> SHORT EXERCISE 1
Rewrite the records below, changing "cumulus cloud" to "cirrus cloud" and keeping everything else the same. Leave the pictures out.

> EXCERPT PROVIDED
Generating Adjacency-Constrained Subgoals in Hierarchical Reinforcement
Learning
- URL: http://arxiv.org/abs/2006.11485v4
- Date: Thu, 18 Mar 2021 09:48:05 GMT
- Title: Generating Adjacency-Constrained Subgoals in Hierarchical Reinforcement
Learning
- Authors: Tianren Zhang, Shangqi Guo, Tian Tan, Xiaolin Hu, Feng Chen
- Abstract summary: Goal-conditioned hierarchical reinforcement learning (HRL) is a promising approach for scaling up reinforcement learning techniques.
HRL often suffers from training inefficiency as the action space of the high-level, i.e., the goal space, is often large.
We show that a constraint on the action space can be effectively alleviated by restricting it to a $k$-step adjacent region of the current state.

> RECORDS SHOWN
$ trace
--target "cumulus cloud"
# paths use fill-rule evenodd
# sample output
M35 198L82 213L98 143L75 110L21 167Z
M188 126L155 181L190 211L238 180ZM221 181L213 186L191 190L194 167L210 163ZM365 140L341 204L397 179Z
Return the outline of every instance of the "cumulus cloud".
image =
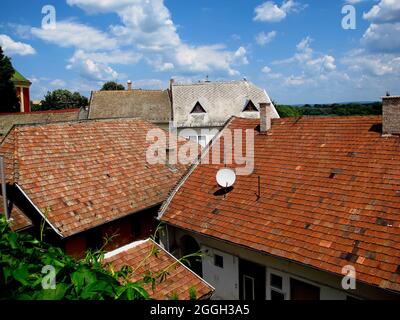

> SHORT EXERCISE 2
Name every author listed for the paper on adjacency-constrained subgoals.

> RESULT 1
$ trace
--target "cirrus cloud"
# paths use fill-rule evenodd
# sample output
M35 198L82 213L98 143L75 110L21 167Z
M188 126L155 181L190 211L238 180ZM221 181L213 186L191 190L194 167L210 163ZM365 140L341 204L397 179Z
Return the outline of every instance of the "cirrus cloud".
image =

> RESULT 2
Tianren Zhang, Shangqi Guo, Tian Tan, Xiaolin Hu, Feng Chen